Work instruction:
Taking the line that contains "like [(150, 80)]." as the starting point, give again exactly every line up to and including the last line of the records below.

Material provided:
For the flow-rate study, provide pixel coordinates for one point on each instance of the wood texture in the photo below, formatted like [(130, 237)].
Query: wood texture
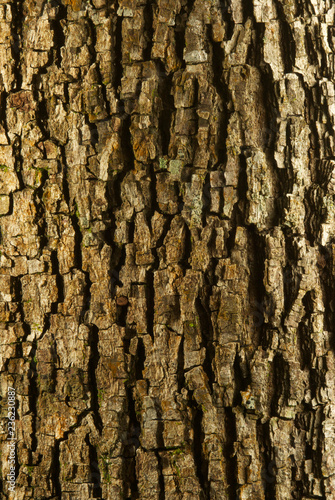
[(167, 182)]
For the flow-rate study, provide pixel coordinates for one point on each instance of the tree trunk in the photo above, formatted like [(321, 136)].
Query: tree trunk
[(167, 181)]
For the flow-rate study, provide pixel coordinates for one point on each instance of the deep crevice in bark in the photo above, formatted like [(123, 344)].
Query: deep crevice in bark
[(92, 367)]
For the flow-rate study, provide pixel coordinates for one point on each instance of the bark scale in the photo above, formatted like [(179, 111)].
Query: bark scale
[(167, 181)]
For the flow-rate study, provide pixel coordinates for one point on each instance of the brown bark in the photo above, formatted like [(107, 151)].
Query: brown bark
[(167, 248)]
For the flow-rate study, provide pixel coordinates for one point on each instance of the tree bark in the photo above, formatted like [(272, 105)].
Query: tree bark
[(167, 182)]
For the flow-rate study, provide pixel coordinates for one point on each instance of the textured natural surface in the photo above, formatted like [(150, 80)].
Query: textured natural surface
[(167, 182)]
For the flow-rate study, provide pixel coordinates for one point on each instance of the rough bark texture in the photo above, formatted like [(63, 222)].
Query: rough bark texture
[(167, 180)]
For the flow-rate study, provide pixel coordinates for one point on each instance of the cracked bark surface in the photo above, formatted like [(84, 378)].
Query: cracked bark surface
[(167, 182)]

Solution to the problem:
For the flow-rate study, provide pixel coordinates for one point on each instance of the textured natural surface in the photo above, formatted like [(150, 80)].
Query: textured natural surface
[(167, 182)]
For the flow-rate study, provide pixel coordinates for one point on each instance of the rough bark texture in the photo above, formatted like [(63, 222)].
Query: rough bark texture
[(167, 180)]
For the flow-rate study, provide pixel coordinates for one point on each instance of the cracked bark surface in the photo above, formatted like [(84, 378)].
Query: cracked bark surface
[(167, 182)]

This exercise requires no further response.